To do: Write out again, character for character, the entries starting at the line containing "GET /bbox?q=white cloud" and ending at the line containing "[0,159,115,217]", with both of those lines included.

-- Input records start --

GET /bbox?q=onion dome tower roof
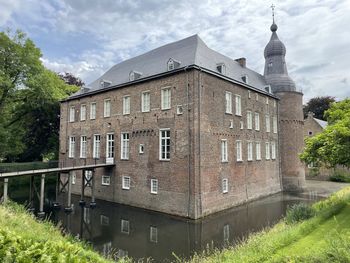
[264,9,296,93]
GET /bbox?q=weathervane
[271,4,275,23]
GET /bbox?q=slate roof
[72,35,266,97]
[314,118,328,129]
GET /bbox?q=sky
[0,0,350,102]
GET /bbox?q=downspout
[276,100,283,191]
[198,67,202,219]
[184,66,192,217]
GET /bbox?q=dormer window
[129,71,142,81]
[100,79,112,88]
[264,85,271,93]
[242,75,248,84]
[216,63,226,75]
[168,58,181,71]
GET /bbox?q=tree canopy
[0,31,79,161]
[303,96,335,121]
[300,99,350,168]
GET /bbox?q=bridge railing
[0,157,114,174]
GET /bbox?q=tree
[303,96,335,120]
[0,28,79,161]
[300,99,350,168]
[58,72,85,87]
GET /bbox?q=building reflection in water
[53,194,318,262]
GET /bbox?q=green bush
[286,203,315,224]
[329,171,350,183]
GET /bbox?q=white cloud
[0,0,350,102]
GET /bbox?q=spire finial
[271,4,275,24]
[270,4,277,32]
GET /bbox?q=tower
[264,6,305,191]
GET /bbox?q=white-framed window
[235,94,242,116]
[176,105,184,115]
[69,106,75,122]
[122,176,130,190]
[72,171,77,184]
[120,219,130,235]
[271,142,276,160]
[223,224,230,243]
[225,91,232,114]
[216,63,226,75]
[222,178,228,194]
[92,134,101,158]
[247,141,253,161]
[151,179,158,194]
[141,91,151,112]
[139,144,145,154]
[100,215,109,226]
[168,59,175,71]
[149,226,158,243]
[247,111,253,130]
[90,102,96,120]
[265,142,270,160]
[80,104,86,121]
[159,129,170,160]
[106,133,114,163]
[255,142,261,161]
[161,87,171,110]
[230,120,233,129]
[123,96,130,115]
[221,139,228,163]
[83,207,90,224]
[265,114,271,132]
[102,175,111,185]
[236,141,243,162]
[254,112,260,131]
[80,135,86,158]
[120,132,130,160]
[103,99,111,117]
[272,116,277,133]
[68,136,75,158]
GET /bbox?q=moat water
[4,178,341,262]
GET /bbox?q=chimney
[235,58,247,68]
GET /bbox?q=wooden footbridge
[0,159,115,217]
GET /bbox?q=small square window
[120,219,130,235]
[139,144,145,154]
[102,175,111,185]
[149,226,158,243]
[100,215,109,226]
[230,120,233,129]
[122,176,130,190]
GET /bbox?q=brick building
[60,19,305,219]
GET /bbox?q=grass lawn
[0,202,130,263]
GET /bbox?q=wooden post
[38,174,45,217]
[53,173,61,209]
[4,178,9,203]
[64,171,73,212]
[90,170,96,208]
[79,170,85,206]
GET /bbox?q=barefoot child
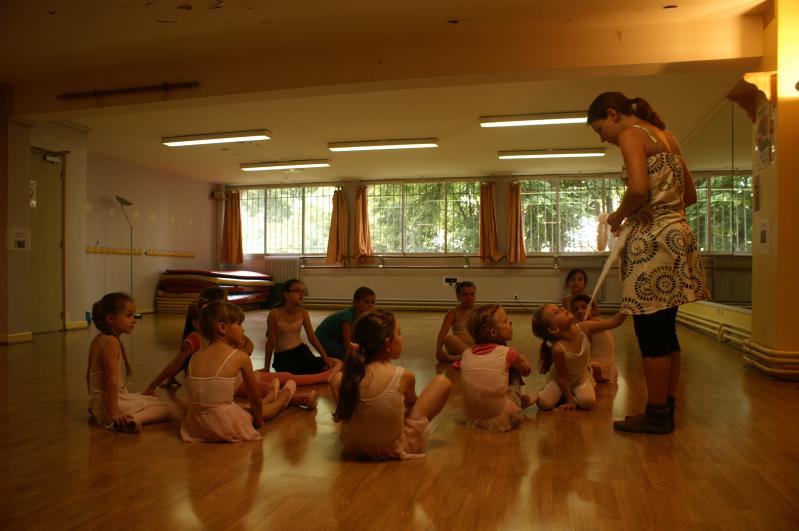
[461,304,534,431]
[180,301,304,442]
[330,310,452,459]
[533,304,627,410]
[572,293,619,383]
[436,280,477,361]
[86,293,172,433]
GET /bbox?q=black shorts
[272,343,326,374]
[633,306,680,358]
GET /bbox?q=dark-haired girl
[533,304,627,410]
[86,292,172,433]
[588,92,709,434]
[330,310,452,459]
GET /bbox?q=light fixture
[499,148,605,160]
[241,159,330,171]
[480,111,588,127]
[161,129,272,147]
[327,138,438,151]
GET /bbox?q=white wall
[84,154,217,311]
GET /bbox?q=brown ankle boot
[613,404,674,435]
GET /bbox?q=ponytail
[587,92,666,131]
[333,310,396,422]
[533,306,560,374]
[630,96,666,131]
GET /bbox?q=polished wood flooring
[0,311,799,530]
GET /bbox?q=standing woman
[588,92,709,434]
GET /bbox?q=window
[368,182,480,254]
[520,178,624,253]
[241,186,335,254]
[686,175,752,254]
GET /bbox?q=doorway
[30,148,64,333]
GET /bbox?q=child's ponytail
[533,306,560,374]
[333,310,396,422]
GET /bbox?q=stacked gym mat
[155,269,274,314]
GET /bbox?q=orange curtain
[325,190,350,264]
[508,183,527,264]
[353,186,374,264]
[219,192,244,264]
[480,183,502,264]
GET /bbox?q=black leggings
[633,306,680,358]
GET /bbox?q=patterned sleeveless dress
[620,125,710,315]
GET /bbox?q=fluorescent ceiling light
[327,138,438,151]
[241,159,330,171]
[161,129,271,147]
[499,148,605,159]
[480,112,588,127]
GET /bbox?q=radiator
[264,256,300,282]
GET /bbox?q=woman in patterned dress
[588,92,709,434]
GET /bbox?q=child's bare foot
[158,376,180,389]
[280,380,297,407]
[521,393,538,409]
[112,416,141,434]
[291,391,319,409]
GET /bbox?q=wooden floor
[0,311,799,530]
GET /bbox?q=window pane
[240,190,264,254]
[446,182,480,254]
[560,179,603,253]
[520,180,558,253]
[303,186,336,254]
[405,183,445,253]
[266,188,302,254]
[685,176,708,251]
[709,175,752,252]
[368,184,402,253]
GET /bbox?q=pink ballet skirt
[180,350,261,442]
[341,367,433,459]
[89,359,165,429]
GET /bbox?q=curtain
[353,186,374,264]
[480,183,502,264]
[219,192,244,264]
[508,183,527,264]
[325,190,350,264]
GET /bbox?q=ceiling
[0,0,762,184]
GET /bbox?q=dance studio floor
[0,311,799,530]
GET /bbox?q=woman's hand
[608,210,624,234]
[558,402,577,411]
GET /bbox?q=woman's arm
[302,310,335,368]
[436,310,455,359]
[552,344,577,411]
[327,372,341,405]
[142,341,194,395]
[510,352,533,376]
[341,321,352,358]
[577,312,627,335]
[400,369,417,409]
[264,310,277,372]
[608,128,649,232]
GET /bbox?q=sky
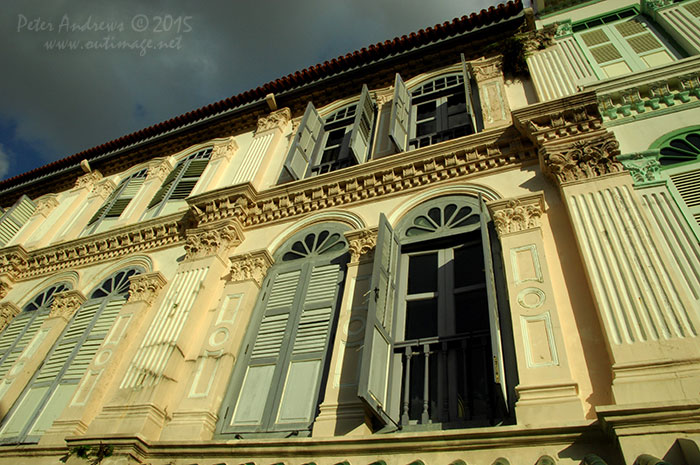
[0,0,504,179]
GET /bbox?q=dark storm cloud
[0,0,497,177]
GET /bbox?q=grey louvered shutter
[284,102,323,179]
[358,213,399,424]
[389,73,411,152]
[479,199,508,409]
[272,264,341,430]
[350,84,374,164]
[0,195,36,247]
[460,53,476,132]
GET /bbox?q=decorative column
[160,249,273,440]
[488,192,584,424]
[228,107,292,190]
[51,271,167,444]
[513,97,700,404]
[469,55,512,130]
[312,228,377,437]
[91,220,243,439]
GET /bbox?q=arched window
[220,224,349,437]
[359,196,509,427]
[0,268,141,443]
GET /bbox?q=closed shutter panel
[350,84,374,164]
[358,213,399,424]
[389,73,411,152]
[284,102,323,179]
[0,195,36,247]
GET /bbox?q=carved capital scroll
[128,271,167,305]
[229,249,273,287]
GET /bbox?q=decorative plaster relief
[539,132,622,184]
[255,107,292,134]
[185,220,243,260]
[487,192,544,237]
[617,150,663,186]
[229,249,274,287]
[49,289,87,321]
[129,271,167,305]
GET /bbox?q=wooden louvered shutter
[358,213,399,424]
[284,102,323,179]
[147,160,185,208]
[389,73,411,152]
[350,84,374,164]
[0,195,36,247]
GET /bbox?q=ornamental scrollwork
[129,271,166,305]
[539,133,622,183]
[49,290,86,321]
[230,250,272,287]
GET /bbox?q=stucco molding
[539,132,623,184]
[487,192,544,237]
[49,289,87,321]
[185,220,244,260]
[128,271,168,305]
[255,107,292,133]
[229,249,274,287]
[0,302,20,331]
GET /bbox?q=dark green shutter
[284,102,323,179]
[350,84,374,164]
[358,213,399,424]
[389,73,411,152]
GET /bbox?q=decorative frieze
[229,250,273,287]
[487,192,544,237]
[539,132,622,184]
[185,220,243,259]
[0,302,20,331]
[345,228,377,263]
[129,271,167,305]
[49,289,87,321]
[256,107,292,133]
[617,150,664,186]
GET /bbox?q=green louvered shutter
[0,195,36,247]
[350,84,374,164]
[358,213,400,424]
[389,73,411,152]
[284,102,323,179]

-- Input records end --
-- Input records start --

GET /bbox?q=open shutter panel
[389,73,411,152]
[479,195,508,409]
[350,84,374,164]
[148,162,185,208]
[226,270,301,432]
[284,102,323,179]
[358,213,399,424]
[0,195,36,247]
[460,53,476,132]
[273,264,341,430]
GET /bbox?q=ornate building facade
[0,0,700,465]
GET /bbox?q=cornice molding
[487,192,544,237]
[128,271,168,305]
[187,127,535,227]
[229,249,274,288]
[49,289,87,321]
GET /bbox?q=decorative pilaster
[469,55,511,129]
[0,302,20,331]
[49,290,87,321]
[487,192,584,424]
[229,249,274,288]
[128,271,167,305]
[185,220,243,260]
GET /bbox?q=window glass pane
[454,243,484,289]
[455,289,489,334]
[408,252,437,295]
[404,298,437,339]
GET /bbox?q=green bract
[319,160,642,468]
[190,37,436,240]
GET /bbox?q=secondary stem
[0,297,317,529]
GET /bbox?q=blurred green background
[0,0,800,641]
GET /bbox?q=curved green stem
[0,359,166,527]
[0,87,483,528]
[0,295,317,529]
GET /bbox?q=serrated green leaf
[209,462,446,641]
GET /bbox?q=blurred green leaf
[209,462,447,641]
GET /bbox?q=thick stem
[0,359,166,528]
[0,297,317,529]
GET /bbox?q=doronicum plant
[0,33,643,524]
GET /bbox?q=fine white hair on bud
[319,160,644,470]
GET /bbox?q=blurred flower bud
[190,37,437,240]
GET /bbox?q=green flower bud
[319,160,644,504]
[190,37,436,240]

-- Input records end --

Output:
GET /bbox?q=white cloud
[0,0,350,102]
GET /bbox?q=spire finial
[271,4,275,24]
[270,4,277,32]
GET /bbox?q=tower
[264,6,305,191]
GET /bbox?q=white-framed window
[235,94,242,116]
[176,105,184,115]
[69,106,75,122]
[122,176,130,190]
[72,171,77,184]
[120,219,130,235]
[271,142,276,160]
[223,224,230,243]
[225,91,232,114]
[216,63,226,75]
[222,178,228,194]
[92,134,101,158]
[247,141,253,161]
[151,179,158,194]
[141,91,151,112]
[139,144,145,154]
[100,215,109,226]
[168,59,175,71]
[149,226,158,243]
[247,111,253,130]
[90,102,96,120]
[265,142,270,160]
[80,104,86,121]
[159,129,170,160]
[106,133,114,163]
[255,142,261,161]
[161,87,171,110]
[230,120,233,129]
[123,96,130,115]
[221,139,228,163]
[83,207,90,224]
[265,114,271,132]
[102,175,111,185]
[236,141,243,162]
[254,112,260,131]
[80,135,86,158]
[120,132,130,160]
[103,99,111,117]
[272,116,277,133]
[68,136,75,158]
GET /bbox?q=moat water
[4,178,341,262]
GET /bbox?q=chimney
[235,58,247,68]
GET /bbox?q=wooden footbridge
[0,159,115,217]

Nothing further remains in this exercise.